§ Action item
Return the line that has "the glacier tongue" and all lines below it through the last, exactly as they stand; omit pictures.

Recorded data:
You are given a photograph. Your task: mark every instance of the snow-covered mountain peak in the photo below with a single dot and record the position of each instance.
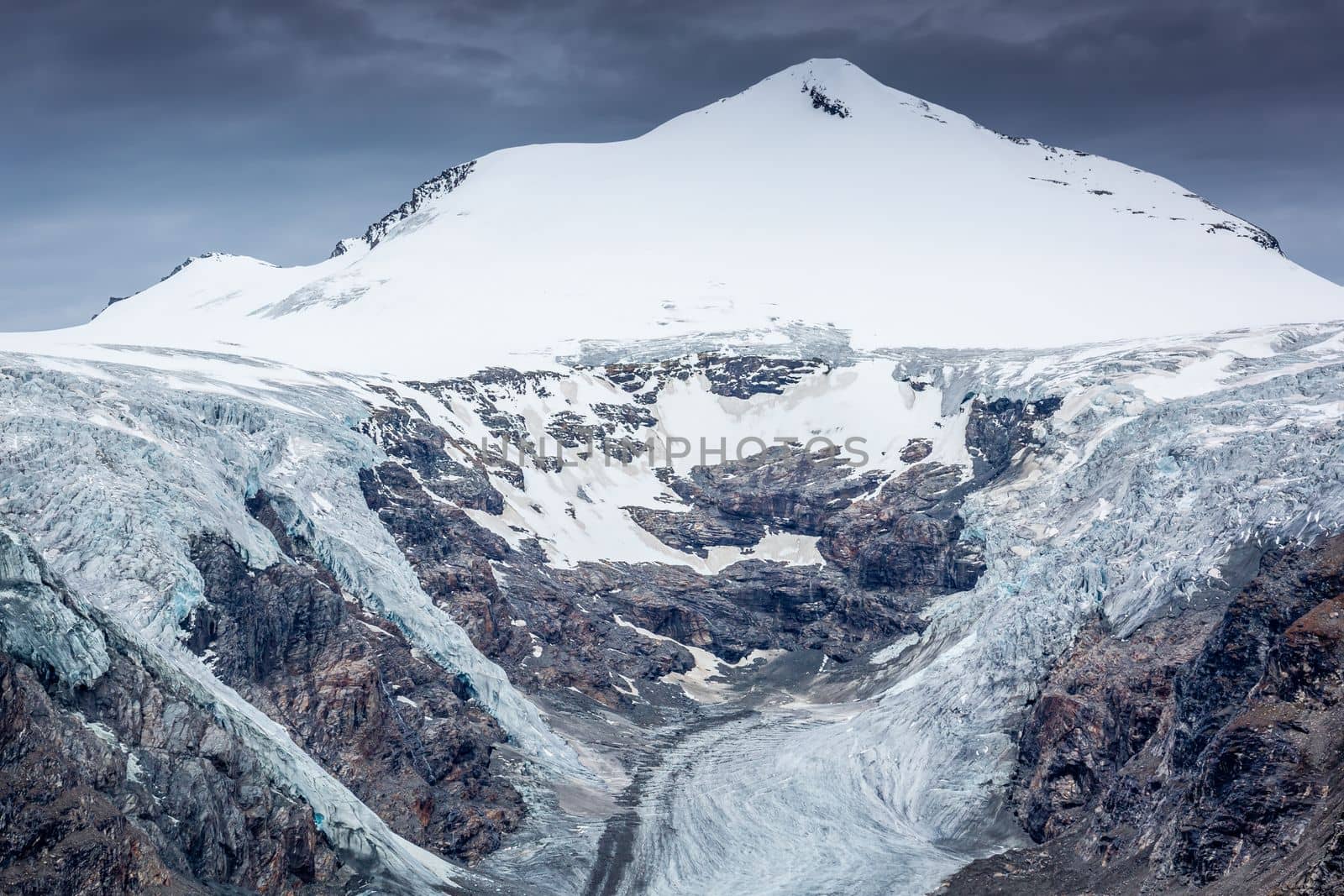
(816, 201)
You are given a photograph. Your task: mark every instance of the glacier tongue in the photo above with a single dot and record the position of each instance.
(111, 476)
(1131, 506)
(1159, 461)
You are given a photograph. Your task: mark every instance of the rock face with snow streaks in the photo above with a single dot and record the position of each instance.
(584, 528)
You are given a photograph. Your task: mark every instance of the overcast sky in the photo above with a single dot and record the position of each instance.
(138, 134)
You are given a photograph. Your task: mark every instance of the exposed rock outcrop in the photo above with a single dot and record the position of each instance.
(1203, 752)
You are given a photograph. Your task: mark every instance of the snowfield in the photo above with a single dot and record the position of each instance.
(902, 223)
(766, 223)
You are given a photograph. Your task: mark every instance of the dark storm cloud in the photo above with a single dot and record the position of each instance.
(138, 134)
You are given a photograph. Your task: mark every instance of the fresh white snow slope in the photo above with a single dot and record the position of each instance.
(898, 221)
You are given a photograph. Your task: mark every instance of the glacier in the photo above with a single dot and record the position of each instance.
(1160, 461)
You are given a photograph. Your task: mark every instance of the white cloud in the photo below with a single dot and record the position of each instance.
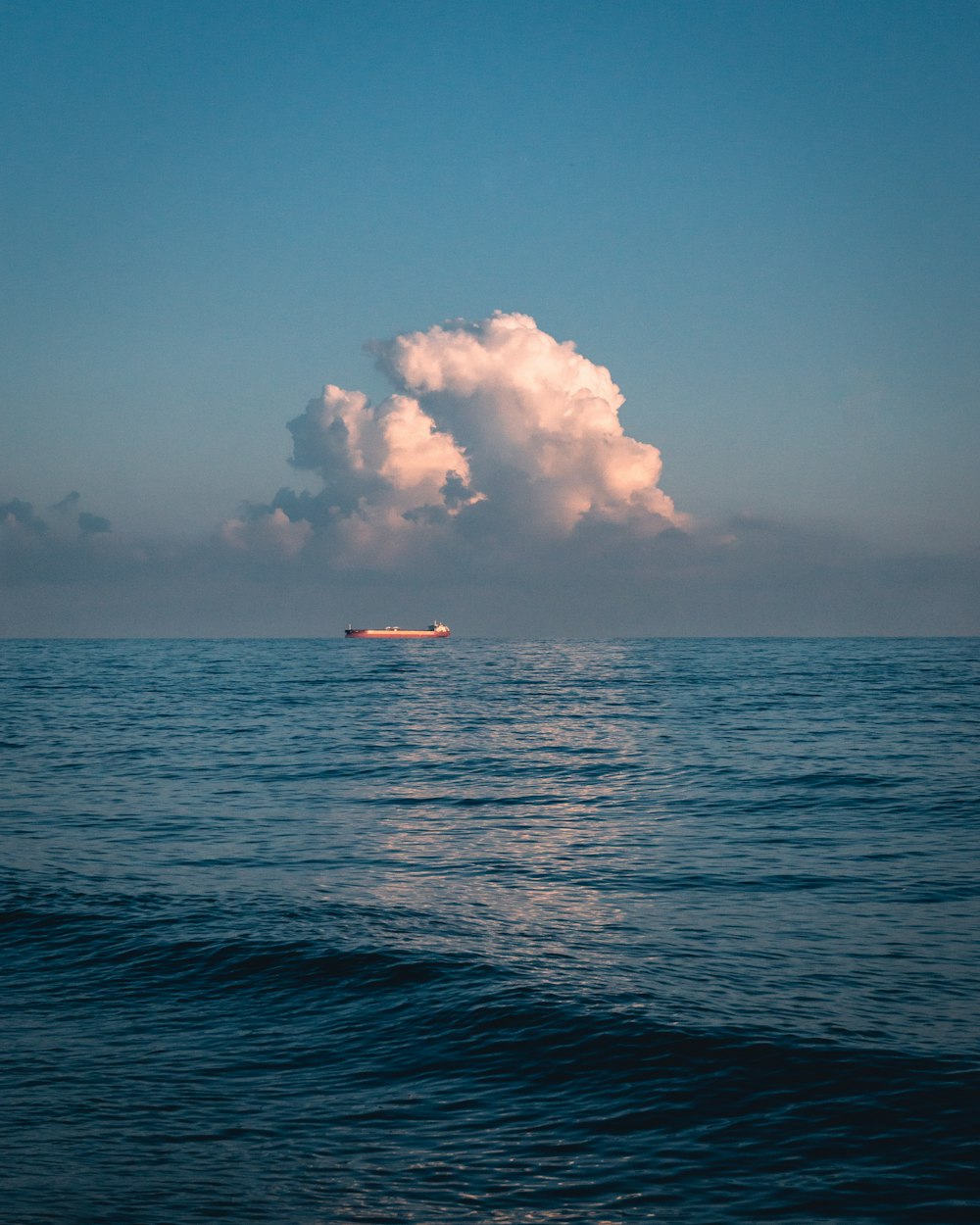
(495, 431)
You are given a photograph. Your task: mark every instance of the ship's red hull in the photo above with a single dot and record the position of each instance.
(396, 633)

§ Result for this exercise
You are given a photograph. Your task: mark every instance of the glacier tongue in the photo above with a single dot and record the position of each instance.
(111, 476)
(1131, 506)
(1159, 461)
You are given a photograph. Your task: mark every instance of the rock face with snow streaks in the photo above with a single dot and record the position of each instance.
(584, 528)
You are given a photograph. Your task: mark every instance of the overcast sky in the photo above with a single dot and record the position of each instance.
(138, 134)
You are given a photograph. Your task: mark every instance of the exposed rock outcrop in the photo above with a single dot and record the position of each instance.
(1203, 752)
You are given a photograph. Your task: mark every instance of the snowfield in the photo above with a single dot and record the position of each instance.
(902, 223)
(766, 223)
You are given a photograph. Your task: mark every instance of the dark storm cloud in the photo above with a single dot and record the position of each instance.
(138, 134)
You are given a photograph. Your task: mark every instance of the fresh white snow slope in the photo above with a single dot and record the position of each instance.
(898, 221)
You are given a photograph. Your task: mark every instance of the glacier in the photo above with a single dot and record the position of each instance.
(1160, 461)
You are given a photograph. Your task: mark every instance of the white cloud in the photo below with a single dot and record the position of each instance.
(495, 431)
You are given a photograph. Your task: mark every instance of the ship's red hull in the photo above with a single dot and record the position of each instance.
(396, 633)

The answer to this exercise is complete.